## Goal
Can you reproduce every line of the items below verbatim, omitting the pictures?

--------------------------------

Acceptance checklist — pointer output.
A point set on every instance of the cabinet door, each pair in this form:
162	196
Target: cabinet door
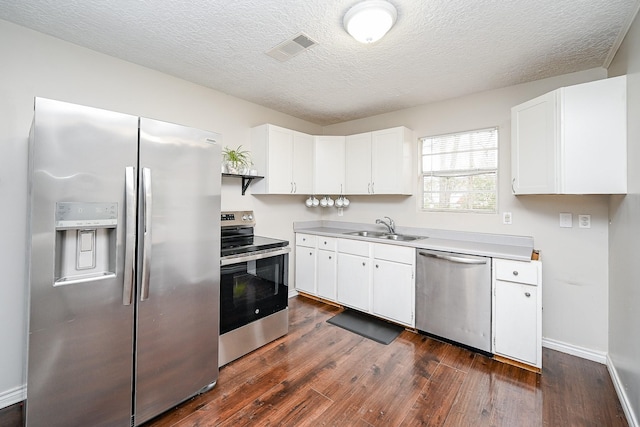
302	163
306	269
329	165
393	291
534	146
353	281
594	137
358	164
390	161
327	275
280	159
516	321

--------------------------------

## Full output
Acceptance checklist — pointer output.
A point set on every instance of the cabinet door, each pair in this form:
162	196
Target: cabinet door
302	163
306	269
329	165
393	291
534	146
353	281
594	137
358	164
390	161
327	275
280	159
516	321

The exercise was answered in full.